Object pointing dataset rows

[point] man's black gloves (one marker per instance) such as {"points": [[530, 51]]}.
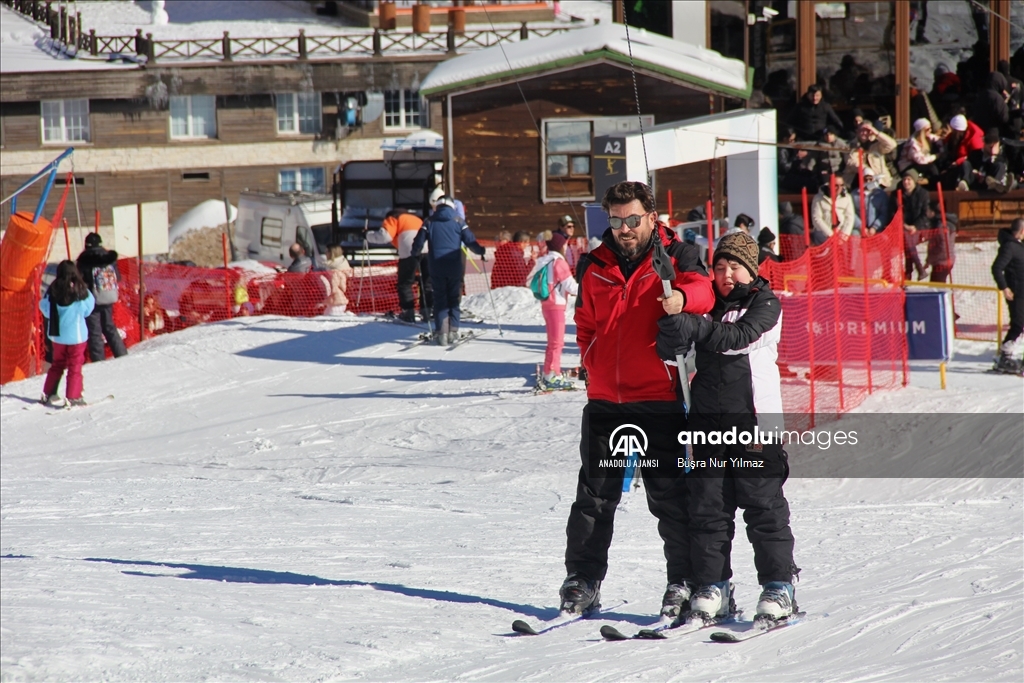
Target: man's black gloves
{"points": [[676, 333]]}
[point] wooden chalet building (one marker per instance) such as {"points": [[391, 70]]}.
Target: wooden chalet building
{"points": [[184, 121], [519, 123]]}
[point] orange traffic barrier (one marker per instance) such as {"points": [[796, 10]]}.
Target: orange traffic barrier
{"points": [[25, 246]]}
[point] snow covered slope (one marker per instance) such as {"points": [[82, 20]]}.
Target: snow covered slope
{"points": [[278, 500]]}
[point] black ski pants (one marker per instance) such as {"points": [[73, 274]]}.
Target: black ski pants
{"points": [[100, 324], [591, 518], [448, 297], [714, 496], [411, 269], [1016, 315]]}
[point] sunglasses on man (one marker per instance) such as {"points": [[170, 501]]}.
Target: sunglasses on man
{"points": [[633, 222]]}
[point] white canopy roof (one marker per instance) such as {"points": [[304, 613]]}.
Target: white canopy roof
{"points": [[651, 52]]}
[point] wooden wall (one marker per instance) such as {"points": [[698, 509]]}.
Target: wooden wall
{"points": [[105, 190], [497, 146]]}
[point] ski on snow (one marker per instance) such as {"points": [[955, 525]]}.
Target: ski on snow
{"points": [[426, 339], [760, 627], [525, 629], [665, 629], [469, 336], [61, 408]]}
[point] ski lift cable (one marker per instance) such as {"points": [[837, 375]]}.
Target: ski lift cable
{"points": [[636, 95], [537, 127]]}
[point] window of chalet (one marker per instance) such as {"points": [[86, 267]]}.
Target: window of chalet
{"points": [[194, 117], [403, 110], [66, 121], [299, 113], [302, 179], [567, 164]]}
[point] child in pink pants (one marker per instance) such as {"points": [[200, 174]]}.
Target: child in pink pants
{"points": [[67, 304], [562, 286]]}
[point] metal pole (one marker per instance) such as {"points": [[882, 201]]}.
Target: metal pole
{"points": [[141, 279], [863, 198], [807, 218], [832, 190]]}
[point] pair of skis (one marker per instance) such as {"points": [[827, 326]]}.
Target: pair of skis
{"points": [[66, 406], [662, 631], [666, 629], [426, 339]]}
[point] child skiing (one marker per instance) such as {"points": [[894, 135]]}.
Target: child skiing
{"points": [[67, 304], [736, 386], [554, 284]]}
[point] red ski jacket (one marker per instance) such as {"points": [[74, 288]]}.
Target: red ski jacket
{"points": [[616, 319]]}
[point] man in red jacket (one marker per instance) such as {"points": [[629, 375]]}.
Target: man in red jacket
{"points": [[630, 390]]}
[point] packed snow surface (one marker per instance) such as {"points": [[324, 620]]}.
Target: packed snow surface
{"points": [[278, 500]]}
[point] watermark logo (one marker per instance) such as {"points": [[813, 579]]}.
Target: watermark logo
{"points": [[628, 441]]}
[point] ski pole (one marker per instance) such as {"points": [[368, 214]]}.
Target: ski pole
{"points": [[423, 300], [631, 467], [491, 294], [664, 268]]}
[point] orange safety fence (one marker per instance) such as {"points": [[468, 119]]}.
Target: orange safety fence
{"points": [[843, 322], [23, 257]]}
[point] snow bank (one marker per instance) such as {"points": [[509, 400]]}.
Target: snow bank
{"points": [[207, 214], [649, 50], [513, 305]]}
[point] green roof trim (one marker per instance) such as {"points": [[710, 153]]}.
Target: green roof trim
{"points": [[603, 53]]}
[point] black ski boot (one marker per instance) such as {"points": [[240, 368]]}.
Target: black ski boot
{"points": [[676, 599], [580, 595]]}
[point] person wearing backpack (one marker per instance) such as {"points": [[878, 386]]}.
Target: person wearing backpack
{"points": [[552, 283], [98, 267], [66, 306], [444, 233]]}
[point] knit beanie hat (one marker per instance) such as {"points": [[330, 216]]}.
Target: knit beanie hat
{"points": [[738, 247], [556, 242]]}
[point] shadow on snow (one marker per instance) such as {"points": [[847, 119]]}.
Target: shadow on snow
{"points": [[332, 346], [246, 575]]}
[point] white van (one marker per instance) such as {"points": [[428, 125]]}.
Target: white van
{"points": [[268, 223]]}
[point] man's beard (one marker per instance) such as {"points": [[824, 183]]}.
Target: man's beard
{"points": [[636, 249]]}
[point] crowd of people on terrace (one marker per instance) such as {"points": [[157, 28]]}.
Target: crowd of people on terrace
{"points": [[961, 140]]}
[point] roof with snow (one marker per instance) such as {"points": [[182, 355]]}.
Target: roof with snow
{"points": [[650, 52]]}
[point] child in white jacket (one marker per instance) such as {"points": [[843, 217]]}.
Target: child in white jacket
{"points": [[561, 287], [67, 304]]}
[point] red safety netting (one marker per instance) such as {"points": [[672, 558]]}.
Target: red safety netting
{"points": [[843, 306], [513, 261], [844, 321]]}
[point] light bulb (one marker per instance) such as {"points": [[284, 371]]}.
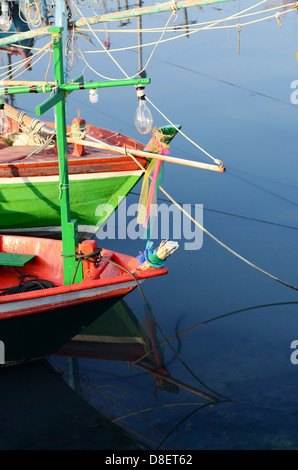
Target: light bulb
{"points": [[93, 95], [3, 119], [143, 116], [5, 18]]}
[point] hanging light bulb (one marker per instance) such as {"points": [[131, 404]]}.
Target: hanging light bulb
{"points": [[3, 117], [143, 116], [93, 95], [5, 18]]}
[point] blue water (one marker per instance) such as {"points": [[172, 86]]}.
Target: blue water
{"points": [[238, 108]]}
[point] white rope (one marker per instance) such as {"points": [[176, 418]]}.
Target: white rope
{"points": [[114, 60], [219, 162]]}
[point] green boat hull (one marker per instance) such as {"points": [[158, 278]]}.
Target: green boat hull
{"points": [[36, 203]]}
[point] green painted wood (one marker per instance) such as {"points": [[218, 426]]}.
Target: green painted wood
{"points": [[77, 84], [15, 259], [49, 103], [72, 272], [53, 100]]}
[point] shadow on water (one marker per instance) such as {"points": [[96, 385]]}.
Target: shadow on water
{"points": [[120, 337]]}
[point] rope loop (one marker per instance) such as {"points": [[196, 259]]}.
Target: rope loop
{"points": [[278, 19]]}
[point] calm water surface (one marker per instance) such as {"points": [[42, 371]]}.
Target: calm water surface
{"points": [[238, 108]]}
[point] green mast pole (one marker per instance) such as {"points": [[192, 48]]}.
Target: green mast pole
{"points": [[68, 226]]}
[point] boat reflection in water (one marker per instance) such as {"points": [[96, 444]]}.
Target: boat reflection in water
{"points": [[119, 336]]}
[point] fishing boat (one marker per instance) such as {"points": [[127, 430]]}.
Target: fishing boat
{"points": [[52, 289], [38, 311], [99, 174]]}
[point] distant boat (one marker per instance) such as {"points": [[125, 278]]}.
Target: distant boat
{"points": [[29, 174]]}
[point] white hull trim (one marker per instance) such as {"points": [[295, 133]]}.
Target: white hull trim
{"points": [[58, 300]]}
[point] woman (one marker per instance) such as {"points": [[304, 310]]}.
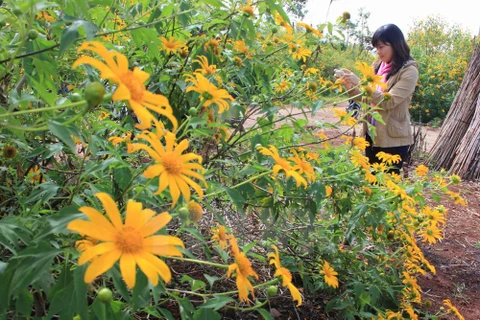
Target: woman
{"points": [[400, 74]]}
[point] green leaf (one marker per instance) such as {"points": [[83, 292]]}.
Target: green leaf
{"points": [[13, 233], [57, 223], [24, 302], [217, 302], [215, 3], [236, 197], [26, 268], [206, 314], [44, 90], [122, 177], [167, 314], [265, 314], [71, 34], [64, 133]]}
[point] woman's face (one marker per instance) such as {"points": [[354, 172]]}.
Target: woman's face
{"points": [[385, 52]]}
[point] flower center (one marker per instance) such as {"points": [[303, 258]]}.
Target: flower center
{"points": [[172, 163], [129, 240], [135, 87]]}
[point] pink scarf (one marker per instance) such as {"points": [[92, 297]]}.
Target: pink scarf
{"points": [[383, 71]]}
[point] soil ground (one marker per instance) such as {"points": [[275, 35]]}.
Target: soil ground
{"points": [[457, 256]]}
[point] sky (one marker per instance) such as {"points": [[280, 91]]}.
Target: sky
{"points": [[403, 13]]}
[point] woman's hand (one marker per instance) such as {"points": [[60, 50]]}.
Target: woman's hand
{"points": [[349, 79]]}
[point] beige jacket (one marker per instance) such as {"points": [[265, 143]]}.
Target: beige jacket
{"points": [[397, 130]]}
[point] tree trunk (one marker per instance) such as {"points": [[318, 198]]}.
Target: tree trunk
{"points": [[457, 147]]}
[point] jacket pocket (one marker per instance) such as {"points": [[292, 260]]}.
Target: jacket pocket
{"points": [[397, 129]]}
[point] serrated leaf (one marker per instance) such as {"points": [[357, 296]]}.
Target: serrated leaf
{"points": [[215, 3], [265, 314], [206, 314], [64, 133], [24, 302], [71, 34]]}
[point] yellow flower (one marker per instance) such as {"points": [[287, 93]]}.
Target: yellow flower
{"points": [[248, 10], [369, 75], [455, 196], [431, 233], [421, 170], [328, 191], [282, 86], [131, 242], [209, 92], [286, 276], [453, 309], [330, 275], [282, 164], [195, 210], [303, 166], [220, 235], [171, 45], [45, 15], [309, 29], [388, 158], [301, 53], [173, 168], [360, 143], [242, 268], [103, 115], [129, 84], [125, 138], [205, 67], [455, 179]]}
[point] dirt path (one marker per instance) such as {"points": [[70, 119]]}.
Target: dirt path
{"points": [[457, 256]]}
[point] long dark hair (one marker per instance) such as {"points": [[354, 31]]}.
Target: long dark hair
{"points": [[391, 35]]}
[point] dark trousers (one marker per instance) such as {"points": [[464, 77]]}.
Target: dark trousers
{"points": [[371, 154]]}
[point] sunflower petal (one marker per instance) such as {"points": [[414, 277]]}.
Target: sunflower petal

● AIM OF THE EXERCISE: From the line containing "[point] jacket pocket" through the closing line of the material above, return every line exactly and omit all others.

● EXERCISE OUTPUT:
[point] jacket pocket (one marker per instance) such as {"points": [[292, 260]]}.
Target: jacket pocket
{"points": [[397, 129]]}
[point] serrated leaf (one marker per instance) such as {"points": [[357, 296]]}.
Target: serrated leaf
{"points": [[215, 3], [265, 314], [206, 314], [64, 133], [24, 302], [71, 34]]}
[point] yellow flower (one marker per instance) such as {"points": [[287, 93]]}.
Target: yellow flower
{"points": [[248, 10], [369, 75], [455, 196], [431, 233], [421, 170], [328, 191], [282, 86], [131, 242], [209, 92], [286, 276], [453, 309], [330, 275], [282, 164], [195, 210], [303, 166], [220, 235], [171, 45], [45, 15], [309, 29], [388, 158], [301, 53], [173, 168], [360, 143], [242, 268], [103, 115], [129, 84], [125, 138], [205, 67], [455, 179]]}
[point] dirt path (one marker per instance) such as {"points": [[70, 119]]}.
Target: dirt path
{"points": [[457, 256]]}
[point] long dark hair (one marker per instance) such as {"points": [[354, 31]]}.
Target: long dark hair
{"points": [[391, 35]]}
[point] dark trousers (one marker per instance) such as {"points": [[464, 77]]}.
Target: dark trousers
{"points": [[371, 154]]}
[point] sunflower petal (one marker per instance) such as {"points": [[414, 277]]}.
Target: sunflower petal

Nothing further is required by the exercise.